━━━ Information provided ━━━

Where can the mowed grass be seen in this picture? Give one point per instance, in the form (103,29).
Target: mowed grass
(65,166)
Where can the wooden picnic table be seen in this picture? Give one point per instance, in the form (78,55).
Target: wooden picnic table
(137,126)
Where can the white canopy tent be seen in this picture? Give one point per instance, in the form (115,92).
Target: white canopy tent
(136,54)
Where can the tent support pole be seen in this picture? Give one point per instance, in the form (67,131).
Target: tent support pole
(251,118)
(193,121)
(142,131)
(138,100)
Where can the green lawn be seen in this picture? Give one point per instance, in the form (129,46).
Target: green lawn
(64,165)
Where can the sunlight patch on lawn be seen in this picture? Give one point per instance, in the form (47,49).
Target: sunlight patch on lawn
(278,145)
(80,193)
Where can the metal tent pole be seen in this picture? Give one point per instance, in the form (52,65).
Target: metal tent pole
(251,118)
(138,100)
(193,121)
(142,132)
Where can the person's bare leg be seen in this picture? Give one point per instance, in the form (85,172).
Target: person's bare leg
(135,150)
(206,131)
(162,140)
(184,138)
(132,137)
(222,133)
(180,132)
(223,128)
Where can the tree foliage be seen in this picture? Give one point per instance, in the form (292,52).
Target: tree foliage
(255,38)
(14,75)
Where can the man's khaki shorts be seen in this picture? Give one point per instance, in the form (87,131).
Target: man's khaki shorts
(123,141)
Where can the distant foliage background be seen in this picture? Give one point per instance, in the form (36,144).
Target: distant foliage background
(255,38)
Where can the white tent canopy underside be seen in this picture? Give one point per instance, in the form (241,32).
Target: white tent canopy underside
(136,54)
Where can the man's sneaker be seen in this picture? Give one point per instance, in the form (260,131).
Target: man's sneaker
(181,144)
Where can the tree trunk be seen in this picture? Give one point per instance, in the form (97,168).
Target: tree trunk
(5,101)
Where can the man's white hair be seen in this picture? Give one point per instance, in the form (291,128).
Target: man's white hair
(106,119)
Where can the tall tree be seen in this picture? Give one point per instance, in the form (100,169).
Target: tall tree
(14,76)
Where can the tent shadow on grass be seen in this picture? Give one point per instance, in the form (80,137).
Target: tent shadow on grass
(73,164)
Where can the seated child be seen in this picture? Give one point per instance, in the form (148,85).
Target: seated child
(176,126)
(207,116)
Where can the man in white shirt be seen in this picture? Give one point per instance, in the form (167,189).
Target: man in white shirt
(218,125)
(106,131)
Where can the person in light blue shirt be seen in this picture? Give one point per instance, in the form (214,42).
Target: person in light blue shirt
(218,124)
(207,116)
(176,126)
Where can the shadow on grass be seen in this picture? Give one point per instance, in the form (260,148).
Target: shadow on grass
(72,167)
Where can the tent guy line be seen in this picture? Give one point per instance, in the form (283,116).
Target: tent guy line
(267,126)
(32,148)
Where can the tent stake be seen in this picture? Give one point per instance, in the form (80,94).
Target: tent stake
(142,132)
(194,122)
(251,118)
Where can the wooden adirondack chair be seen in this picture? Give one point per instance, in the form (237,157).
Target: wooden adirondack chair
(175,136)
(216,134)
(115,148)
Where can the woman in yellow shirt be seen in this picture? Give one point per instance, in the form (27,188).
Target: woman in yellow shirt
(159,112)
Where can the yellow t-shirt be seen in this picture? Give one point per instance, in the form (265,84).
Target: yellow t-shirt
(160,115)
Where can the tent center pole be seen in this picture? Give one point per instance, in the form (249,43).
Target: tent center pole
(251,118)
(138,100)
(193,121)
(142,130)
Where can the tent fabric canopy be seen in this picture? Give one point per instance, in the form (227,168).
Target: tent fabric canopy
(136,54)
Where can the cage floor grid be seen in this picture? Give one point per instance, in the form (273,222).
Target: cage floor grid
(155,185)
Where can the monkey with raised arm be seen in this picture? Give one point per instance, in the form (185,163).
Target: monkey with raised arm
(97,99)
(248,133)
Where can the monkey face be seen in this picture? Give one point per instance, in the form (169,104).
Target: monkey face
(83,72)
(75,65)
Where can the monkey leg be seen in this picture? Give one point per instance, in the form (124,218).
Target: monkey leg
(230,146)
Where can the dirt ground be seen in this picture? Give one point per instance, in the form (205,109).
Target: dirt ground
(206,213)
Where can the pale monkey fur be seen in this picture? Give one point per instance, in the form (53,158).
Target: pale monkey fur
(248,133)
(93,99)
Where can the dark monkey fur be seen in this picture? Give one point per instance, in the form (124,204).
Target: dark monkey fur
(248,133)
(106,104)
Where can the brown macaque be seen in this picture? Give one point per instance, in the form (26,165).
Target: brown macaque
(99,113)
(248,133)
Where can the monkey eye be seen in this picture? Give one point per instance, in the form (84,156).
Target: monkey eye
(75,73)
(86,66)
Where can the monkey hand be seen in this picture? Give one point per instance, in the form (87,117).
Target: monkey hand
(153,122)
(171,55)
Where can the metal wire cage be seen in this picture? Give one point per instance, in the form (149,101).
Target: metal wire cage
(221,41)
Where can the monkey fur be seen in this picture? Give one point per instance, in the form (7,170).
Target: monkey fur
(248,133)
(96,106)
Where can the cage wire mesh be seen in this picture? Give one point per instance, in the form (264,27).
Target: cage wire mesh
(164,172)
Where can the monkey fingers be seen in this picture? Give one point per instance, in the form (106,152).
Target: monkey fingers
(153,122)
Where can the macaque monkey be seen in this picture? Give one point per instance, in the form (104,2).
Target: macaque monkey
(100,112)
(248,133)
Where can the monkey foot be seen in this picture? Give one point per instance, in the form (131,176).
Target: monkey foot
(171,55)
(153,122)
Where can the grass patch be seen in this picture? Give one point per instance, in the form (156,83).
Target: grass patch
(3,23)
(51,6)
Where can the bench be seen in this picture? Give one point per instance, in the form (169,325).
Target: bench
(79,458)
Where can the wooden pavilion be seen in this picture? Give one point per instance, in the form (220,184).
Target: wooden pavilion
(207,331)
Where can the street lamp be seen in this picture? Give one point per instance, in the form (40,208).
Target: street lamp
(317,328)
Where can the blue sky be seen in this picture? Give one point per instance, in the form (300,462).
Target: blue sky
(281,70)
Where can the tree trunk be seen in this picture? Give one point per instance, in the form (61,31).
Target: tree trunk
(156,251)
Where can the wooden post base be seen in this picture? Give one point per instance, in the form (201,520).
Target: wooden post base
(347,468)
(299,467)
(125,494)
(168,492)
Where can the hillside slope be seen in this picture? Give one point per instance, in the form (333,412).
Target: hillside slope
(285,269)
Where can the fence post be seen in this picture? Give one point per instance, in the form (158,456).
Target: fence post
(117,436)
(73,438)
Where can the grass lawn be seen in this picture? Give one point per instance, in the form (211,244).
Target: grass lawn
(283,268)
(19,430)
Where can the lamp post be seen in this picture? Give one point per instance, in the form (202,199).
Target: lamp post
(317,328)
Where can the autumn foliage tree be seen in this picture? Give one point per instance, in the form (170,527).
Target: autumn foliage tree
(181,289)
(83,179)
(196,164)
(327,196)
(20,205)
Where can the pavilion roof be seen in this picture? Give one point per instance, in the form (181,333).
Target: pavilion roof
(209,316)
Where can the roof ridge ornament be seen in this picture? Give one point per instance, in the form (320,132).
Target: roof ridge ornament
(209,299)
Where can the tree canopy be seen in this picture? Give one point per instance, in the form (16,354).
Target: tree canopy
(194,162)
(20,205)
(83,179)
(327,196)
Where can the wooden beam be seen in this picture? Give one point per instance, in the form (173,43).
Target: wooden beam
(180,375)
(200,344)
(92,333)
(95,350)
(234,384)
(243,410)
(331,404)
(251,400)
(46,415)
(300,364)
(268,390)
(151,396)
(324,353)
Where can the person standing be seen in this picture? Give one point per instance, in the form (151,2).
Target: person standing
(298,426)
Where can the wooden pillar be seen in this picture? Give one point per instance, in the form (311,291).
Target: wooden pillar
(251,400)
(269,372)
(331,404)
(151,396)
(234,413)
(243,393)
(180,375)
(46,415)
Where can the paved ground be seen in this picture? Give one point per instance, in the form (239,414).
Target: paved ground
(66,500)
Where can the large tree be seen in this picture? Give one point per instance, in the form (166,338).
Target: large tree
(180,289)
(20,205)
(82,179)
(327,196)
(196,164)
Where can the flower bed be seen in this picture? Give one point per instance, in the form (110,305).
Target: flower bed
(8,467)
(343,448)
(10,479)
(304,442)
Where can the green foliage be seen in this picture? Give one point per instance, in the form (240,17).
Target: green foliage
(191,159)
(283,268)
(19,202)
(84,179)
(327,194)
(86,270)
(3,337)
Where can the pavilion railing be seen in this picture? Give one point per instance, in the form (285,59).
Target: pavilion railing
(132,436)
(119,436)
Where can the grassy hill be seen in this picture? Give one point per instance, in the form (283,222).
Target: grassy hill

━━━

[Exercise] Quote exactly and only the lines from the one holding "Where can the wooden beam" through the end of the data.

[Output of the task]
Where can the wooden beam be seen in this picture? Give one point per instance, in the form (173,43).
Target: wooden beam
(180,375)
(200,344)
(92,333)
(95,350)
(234,384)
(243,410)
(331,404)
(251,400)
(46,415)
(300,364)
(268,390)
(151,396)
(324,353)
Where can the person standing be seen in this picture? Give one point per instance, in the form (151,2).
Target: person standing
(298,426)
Where can the wooden pillar be seen in this picture? Give one point per instance, in the form (311,291).
Target: wooden pillar
(251,400)
(269,372)
(331,404)
(151,396)
(234,413)
(243,393)
(180,375)
(46,415)
Where can the paved ground be seen in this picture? Give one point per instance, in the form (239,414).
Target: paved ground
(66,500)
Where can the large tree be seen in this picture? Give one point per instance, in the form (166,338).
Target: large tree
(180,289)
(20,205)
(82,179)
(327,196)
(196,164)
Where can the flower bed be seen in this picture? Give one point per instance, in the form (110,305).
Target: flower bed
(8,467)
(343,448)
(10,479)
(304,442)
Where can the green foliage be seen in this picture? Give one point per instance, in the form (240,17).
Target: green foliage
(191,159)
(283,268)
(19,202)
(84,179)
(327,194)
(86,270)
(3,337)
Where can the pavilion railing be seen in this picture? Give one point per instance, in the form (285,59).
Target: pavilion railing
(132,436)
(119,436)
Where can the grassy hill be seen in this picture? Give one point per instance, in the form (283,222).
Target: grassy hill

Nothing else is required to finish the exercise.